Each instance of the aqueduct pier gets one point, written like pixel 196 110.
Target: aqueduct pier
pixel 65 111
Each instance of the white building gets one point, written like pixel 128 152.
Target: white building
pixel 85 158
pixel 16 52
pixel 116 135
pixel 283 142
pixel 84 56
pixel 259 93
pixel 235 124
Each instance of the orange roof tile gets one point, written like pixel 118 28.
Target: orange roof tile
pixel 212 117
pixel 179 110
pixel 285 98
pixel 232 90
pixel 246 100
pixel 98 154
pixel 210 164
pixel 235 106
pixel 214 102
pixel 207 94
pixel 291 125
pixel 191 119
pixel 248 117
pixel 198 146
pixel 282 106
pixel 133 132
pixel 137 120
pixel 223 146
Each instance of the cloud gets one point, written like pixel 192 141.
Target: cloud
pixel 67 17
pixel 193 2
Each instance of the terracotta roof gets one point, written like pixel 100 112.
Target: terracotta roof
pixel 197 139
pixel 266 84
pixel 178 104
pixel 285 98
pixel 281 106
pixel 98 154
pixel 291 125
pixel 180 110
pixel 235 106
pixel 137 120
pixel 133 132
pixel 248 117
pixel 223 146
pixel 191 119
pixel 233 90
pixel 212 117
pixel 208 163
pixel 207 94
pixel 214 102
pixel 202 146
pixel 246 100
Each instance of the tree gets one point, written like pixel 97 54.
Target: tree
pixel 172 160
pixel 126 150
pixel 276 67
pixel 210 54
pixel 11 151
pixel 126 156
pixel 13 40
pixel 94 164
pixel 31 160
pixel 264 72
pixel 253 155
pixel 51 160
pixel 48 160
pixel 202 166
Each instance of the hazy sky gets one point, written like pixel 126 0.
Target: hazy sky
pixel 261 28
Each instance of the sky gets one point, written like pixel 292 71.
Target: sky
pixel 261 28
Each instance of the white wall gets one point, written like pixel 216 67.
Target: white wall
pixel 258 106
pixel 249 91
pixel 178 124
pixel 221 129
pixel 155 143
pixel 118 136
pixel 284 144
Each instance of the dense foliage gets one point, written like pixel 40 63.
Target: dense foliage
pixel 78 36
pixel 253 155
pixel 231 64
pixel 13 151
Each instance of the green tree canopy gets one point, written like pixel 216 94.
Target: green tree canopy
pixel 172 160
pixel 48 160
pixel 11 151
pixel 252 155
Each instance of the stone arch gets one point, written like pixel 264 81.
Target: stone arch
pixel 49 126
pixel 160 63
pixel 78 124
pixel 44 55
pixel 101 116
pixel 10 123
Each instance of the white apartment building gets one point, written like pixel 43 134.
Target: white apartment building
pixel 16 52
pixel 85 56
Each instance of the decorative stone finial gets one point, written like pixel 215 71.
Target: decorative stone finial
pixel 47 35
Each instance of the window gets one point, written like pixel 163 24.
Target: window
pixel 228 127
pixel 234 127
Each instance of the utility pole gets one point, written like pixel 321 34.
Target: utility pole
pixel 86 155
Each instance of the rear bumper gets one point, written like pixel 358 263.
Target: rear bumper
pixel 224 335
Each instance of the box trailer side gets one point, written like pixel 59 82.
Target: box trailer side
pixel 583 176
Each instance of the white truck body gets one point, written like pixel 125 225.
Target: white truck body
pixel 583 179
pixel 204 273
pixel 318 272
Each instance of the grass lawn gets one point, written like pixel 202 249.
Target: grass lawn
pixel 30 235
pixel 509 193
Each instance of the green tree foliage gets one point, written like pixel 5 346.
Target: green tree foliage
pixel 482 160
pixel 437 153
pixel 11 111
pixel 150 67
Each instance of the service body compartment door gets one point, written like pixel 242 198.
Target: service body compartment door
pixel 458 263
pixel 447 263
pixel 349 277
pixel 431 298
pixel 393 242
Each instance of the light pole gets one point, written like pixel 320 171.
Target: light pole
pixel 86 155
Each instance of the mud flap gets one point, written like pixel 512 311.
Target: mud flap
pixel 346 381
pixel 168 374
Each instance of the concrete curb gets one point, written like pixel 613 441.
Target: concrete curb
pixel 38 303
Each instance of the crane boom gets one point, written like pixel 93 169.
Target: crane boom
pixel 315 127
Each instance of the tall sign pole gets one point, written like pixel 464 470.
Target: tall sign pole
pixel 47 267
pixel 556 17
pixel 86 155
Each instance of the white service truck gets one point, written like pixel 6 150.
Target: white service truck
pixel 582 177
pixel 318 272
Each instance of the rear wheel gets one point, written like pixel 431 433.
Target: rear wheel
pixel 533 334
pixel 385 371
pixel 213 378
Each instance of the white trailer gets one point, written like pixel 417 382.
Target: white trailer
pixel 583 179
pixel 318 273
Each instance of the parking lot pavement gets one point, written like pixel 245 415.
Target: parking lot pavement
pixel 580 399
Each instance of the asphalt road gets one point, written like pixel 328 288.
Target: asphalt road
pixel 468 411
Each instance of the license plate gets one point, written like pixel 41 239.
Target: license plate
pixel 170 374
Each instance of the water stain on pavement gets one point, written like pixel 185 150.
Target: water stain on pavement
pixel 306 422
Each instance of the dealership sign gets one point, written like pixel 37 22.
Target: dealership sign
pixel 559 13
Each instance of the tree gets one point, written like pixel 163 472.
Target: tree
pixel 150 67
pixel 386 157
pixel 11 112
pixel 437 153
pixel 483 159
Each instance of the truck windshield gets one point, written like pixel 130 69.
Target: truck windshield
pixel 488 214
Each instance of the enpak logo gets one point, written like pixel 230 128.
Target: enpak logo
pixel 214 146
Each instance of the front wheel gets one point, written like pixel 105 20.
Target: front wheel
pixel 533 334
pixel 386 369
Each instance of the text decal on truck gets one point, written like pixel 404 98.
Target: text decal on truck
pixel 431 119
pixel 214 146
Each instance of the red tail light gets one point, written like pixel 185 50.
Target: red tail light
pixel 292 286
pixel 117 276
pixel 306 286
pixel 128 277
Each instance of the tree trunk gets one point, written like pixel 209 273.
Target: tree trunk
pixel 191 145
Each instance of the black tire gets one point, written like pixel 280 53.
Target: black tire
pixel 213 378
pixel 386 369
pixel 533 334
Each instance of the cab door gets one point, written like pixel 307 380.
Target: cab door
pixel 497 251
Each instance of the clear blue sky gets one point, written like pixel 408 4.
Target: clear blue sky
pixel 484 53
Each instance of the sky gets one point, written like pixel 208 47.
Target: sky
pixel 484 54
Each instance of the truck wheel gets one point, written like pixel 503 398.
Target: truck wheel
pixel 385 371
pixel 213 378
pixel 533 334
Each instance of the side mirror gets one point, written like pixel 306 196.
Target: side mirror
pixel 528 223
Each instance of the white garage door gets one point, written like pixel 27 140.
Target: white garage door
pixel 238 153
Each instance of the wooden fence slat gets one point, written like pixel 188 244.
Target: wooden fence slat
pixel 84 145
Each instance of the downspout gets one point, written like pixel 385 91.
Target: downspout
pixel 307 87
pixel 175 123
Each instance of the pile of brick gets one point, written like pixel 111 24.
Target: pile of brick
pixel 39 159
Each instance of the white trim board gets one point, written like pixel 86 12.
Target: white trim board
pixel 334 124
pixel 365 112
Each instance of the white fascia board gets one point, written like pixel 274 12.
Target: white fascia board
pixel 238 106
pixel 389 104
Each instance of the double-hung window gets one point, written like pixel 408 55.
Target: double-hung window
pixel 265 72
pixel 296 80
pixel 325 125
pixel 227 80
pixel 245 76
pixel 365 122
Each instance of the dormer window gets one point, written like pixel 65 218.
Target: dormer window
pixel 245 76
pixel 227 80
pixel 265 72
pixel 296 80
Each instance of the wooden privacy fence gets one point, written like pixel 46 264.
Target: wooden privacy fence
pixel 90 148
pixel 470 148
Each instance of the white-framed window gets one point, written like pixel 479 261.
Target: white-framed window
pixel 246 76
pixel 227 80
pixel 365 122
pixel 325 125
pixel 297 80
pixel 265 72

Problem description
The entire listing is to be reproduced without alteration.

Exercise result
Each instance of the aqueduct pier gets one point, written like pixel 196 110.
Target: aqueduct pier
pixel 65 111
Each instance of the white building gets one point, written like pixel 128 152.
Target: white building
pixel 85 158
pixel 16 52
pixel 116 135
pixel 283 142
pixel 84 56
pixel 259 93
pixel 235 124
Each instance of the orange roof tile gets one point, written like pixel 118 28.
Target: orange roof tile
pixel 212 117
pixel 179 110
pixel 285 98
pixel 232 90
pixel 246 100
pixel 98 154
pixel 210 164
pixel 235 106
pixel 214 102
pixel 207 94
pixel 291 125
pixel 191 119
pixel 248 117
pixel 198 146
pixel 282 106
pixel 133 132
pixel 137 120
pixel 223 146
Each instance of the cloud gets one point, written like pixel 192 141.
Target: cloud
pixel 67 17
pixel 193 2
Each instance of the terracotta roof gets one point, written like pixel 100 112.
Target: terracotta roof
pixel 197 139
pixel 266 84
pixel 178 104
pixel 285 98
pixel 281 106
pixel 98 154
pixel 291 125
pixel 180 110
pixel 235 106
pixel 137 120
pixel 133 132
pixel 248 117
pixel 223 146
pixel 191 119
pixel 233 90
pixel 212 117
pixel 208 163
pixel 207 94
pixel 214 102
pixel 202 146
pixel 246 100
Each instance of the tree gets one point, written like pixel 97 54.
Target: tree
pixel 172 160
pixel 126 150
pixel 276 67
pixel 210 54
pixel 11 151
pixel 126 156
pixel 13 40
pixel 94 164
pixel 31 160
pixel 264 72
pixel 253 155
pixel 51 160
pixel 48 160
pixel 202 166
Each instance of the hazy sky gets one point, written like pixel 126 0.
Target: hazy sky
pixel 261 28
Each instance of the sky gets one point, written like pixel 292 71.
Target: sky
pixel 261 28
Each instance of the white wall gets one point, written like pixel 216 67.
Target: white wall
pixel 258 106
pixel 249 91
pixel 178 124
pixel 221 129
pixel 155 143
pixel 118 136
pixel 284 144
Each instance of the dense foliage gets one point, written like pixel 40 63.
Target: dense foliage
pixel 78 36
pixel 253 155
pixel 231 64
pixel 13 151
Each instance of the green tree canopy gets one point, written like pixel 216 94.
Target: green tree canopy
pixel 172 160
pixel 48 160
pixel 11 151
pixel 252 155
Each instance of the stone arch gets one point, written like pixel 264 81.
Target: stone arch
pixel 49 126
pixel 160 63
pixel 78 124
pixel 44 55
pixel 101 116
pixel 10 123
Each instance of the white apartment building gets one point, written like pixel 43 134.
Target: white apartment building
pixel 16 52
pixel 85 56
Each instance of the decorative stone finial gets one point, written like pixel 215 71.
Target: decorative stone finial
pixel 47 35
Each instance of the window gets one point, written like pixel 163 24.
Target: window
pixel 228 127
pixel 234 127
Each instance of the utility pole gets one point, written like pixel 321 34.
Target: utility pole
pixel 86 155
Each instance of the rear bumper gets one point, written like pixel 358 263.
Target: rear bumper
pixel 224 335
Each instance of the box trailer side gets one point, written like pixel 59 82.
Target: box trailer side
pixel 583 176
Each instance of the white truck body gets one point, written like pixel 125 225.
Target: white truck body
pixel 583 179
pixel 204 273
pixel 318 272
Each instance of the grass lawn gets one point, written like pixel 202 249.
Target: grass lawn
pixel 30 235
pixel 509 193
Each instance of the green tree foliage gets one point, written like pixel 5 346.
Target: green tree foliage
pixel 482 160
pixel 437 153
pixel 11 111
pixel 150 67
Each instance of the service body compartment door gets one point, written like pixel 242 198.
Target: service body compartment door
pixel 458 263
pixel 447 263
pixel 349 277
pixel 431 298
pixel 393 242
Each instance of the light pole gets one point, written like pixel 320 171.
Target: light pole
pixel 86 155
Each instance of the mud flap gets one point, written like pixel 512 311.
Target: mud flap
pixel 346 381
pixel 168 374
Each instance of the concrete curb gets one point, written like pixel 613 441.
Target: concrete curb
pixel 38 303
Each instance of the crane boom gets one point, written like pixel 93 169.
Target: crane boom
pixel 315 127
Each instance of the tall sign pole gets one point, written like pixel 464 470.
Target: tall sign pole
pixel 47 267
pixel 556 17
pixel 86 155
Each instance of the white service truck gets one point, written like pixel 6 150.
Target: white service truck
pixel 582 177
pixel 318 272
Each instance of the rear wheel gets one point, written like pixel 431 433.
Target: rear wheel
pixel 533 334
pixel 385 371
pixel 213 378
Each instance of the white trailer gets one point, written like pixel 417 382.
Target: white trailer
pixel 583 179
pixel 318 273
Each instance of the parking lot pavement gets one point, written like pixel 245 415.
Target: parking lot pavement
pixel 580 399
Each instance of the asphalt road gets one point, written like pixel 328 288.
Target: asphalt road
pixel 468 411
Each instance of the license plate gets one point, written like pixel 41 239.
Target: license plate
pixel 170 374
Each instance of the water stain on pavement gets one point, written like pixel 185 150.
Target: water stain on pavement
pixel 306 422
Each instance of the dealership sign gets one point, written like pixel 37 22.
Target: dealership sign
pixel 559 13
Each instance of the tree gets one point, written like pixel 163 472.
Target: tree
pixel 150 67
pixel 386 157
pixel 11 112
pixel 437 153
pixel 483 159
Each instance of the truck windshield gets one point, written like pixel 130 69.
Target: truck windshield
pixel 488 214
Each instance of the enpak logo gets one point, written like pixel 230 128.
Target: enpak logo
pixel 214 146
Each instance of the front wheel gets one point, written like pixel 105 20.
Target: front wheel
pixel 533 334
pixel 386 369
Each instance of the text decal on truck gets one point, written like pixel 404 98.
Target: text decal on truck
pixel 431 119
pixel 214 146
Each instance of the red tail light gets one point, written like pixel 185 50.
Target: red tail light
pixel 292 286
pixel 117 276
pixel 306 286
pixel 128 277
Each instance of the tree trunk gets one point, written like pixel 209 273.
Target: tree trunk
pixel 191 145
Each instance of the black tire gets one point, written like pixel 280 53.
Target: black tire
pixel 213 378
pixel 386 369
pixel 533 334
Each instance of the cab door gets one point, written like pixel 307 380.
Target: cab door
pixel 497 251
Each instance of the clear blue sky gets one point, written like pixel 408 4.
Target: clear blue sky
pixel 484 53
Each instance of the sky gets one point, written like pixel 208 47.
Target: sky
pixel 484 54
Each instance of the truck wheel gets one point, written like pixel 503 398.
Target: truck wheel
pixel 385 371
pixel 213 378
pixel 533 334
Each instance of the side mirror gets one point, written like pixel 306 196.
Target: side mirror
pixel 528 223
Each instance of the white garage door gets one point, written like pixel 27 140.
Target: white garage door
pixel 238 153
Each instance of the wooden fence slat gets one point, written like pixel 188 244.
Target: wooden fence slat
pixel 84 145
Each instance of the downspout gets one point, written like pixel 385 91.
Target: downspout
pixel 307 87
pixel 175 123
Each instance of the pile of brick gets one point, written like pixel 111 24.
Target: pile of brick
pixel 39 159
Each instance of the white trim board gets one point, written like pixel 86 12.
Target: white trim board
pixel 334 124
pixel 365 112
Each instance of the white fascia board gets one point, written like pixel 274 12.
Target: white fascia board
pixel 238 106
pixel 389 104
Each instance of the double-hung window gets one point, written like pixel 408 55.
Target: double-hung window
pixel 265 72
pixel 296 80
pixel 325 125
pixel 227 80
pixel 245 76
pixel 365 122
Each instance of the dormer window gets one point, written like pixel 65 218.
Target: dormer window
pixel 245 76
pixel 227 80
pixel 265 72
pixel 296 80
Each instance of the wooden privacy fence gets one point, written like pixel 46 264.
Target: wooden privacy fence
pixel 90 148
pixel 470 148
Each instance of the white-framed window gets one point, written like pixel 479 261.
Target: white-framed window
pixel 246 76
pixel 227 80
pixel 365 122
pixel 325 125
pixel 297 80
pixel 265 72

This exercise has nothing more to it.